BEGIN Text block

Shoppers return in May - but it's no real bounce back

Shopper numbers were up in May on Northern Ireland high streets according to Springboard

THERE was retailer respite in Northern Ireland in May as shopper numbers returned to the high street, with overall footfall up half a percentage point over the month - the fastest growth in exactly a year.

It was above the three-month average of minus-2.8 per cent and the 12-month average of minus-2.8 per cent, and Northern Ireland actually performed ahead of most other UK regions.

But according to Diane Wehrle of Springboard, which oversees the monthly monitor, it is "highly premature" to regard the May improvement in Northern Ireland from April's 7.3 per cent drop as any form of bounce back.

“Instead it is in part likely to be a consequence of shopping trips being deferred from April, when the weather continued to be cold and wet.

"It might also be regarded as a reflection of consumer demand resulting from the two May bank holidays which anchored the month at both ends.”

Aodhán Connolly, director of the Northern Ireland Retail Consortium, said it was particularly satisfying to see that high streets had their best result in over a year following the announcements of some shop closures.

END Text block
BEGIN Extracted information

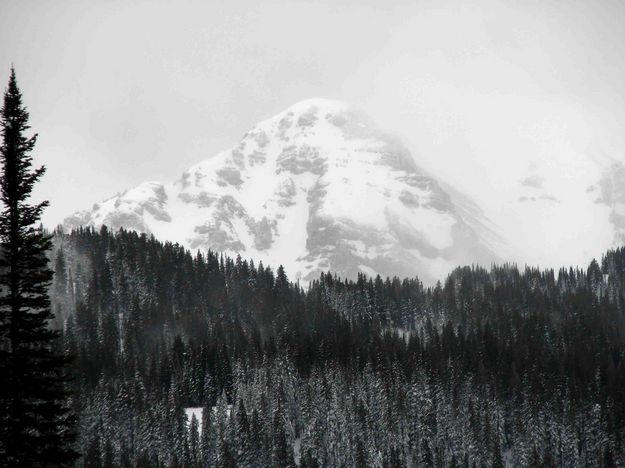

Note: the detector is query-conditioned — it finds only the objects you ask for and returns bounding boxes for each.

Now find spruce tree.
[0,69,77,466]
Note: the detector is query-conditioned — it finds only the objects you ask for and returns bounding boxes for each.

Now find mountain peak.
[65,98,494,281]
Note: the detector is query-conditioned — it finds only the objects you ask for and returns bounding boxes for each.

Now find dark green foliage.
[0,70,75,466]
[51,229,625,467]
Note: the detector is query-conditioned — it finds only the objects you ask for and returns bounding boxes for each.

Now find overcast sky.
[0,0,625,264]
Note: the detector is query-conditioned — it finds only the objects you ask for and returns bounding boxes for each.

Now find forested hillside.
[51,228,625,467]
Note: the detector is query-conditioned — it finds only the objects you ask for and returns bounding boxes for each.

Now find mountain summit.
[64,99,495,281]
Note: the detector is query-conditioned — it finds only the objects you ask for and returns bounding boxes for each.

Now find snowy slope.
[64,99,495,281]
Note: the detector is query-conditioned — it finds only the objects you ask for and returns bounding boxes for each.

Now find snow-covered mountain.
[64,99,496,281]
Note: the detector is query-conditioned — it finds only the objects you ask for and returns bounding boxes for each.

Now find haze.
[0,0,625,265]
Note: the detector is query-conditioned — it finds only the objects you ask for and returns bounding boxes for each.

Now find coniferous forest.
[51,228,625,467]
[0,69,625,468]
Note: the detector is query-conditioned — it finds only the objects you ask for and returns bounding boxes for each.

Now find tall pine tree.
[0,69,77,467]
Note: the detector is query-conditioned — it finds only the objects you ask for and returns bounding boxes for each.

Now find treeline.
[51,228,625,467]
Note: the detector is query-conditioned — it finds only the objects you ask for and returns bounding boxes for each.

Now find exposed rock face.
[65,99,495,281]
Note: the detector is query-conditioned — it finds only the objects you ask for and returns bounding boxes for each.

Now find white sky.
[0,0,625,266]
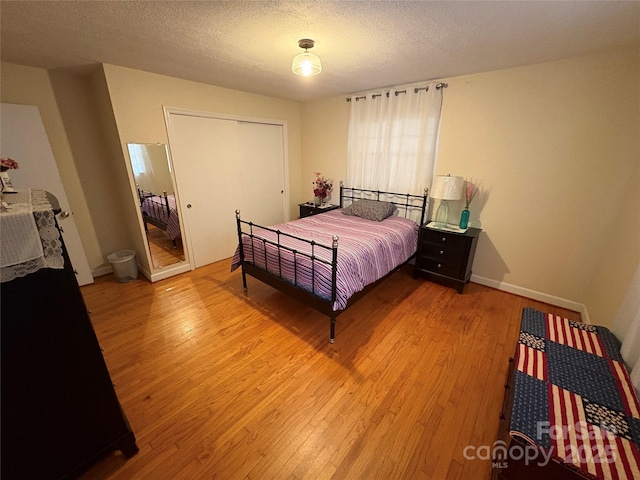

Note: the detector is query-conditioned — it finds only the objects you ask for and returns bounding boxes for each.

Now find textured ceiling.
[0,0,640,101]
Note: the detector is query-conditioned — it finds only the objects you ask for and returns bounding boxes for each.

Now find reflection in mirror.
[127,143,185,270]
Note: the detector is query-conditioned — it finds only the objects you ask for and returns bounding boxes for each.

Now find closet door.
[168,112,285,268]
[236,122,286,225]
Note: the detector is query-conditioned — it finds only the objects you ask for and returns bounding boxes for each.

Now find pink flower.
[313,172,333,198]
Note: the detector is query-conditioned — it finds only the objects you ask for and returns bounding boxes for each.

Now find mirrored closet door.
[127,143,186,272]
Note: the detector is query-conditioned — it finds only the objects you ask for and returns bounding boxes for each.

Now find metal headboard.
[340,180,429,225]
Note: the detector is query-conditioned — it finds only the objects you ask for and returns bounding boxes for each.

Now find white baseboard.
[471,275,591,325]
[149,262,191,282]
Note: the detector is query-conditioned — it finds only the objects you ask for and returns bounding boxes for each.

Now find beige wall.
[0,51,640,324]
[302,97,349,202]
[0,63,104,269]
[104,65,303,218]
[303,50,640,324]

END Extracted information

About this exercise » Update the text about Northern Ireland shopper numbers from "Shoppers return in" up to and including "cold and wet.", changing "per cent" to "percent" throughout that passage.

Answer box »
Shoppers return in May - but it's no real bounce back

Shopper numbers were up in May on Northern Ireland high streets according to Springboard

THERE was retailer respite in Northern Ireland in May as shopper numbers returned to the high street, with overall footfall up half a percentage point over the month - the fastest growth in exactly a year.

It was above the three-month average of minus-2.8 percent and the 12-month average of minus-2.8 percent, and Northern Ireland actually performed ahead of most other UK regions.

But according to Diane Wehrle of Springboard, which oversees the monthly monitor, it is "highly premature" to regard the May improvement in Northern Ireland from April's 7.3 percent drop as any form of bounce back.

“Instead it is in part likely to be a consequence of shopping trips being deferred from April, when the weather continued to be cold and wet.